Region annotation entries:
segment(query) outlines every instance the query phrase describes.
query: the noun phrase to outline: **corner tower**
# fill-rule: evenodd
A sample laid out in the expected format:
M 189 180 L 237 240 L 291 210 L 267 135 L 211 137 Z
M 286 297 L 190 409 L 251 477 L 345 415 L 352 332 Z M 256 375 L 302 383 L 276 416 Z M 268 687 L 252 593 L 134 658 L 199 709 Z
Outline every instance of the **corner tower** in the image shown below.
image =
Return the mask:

- **WORK REQUIRED**: Reproduce the lines above without changing anything.

- **FINISHED EXERCISE**:
segment(query) outlines every instance the query phrase describes.
query: the noun phrase to outline: **corner tower**
# fill-rule: evenodd
A sample laid out in the expected format:
M 189 180 L 237 240 L 291 210 L 267 135 L 211 137 Z
M 286 297 L 190 409 L 251 477 L 345 415 L 352 332 Z M 256 375 L 302 383 L 276 416 Z M 268 687 L 252 593 L 134 658 L 199 709 Z
Outline every instance of the **corner tower** in the image shown below.
image =
Return the mask:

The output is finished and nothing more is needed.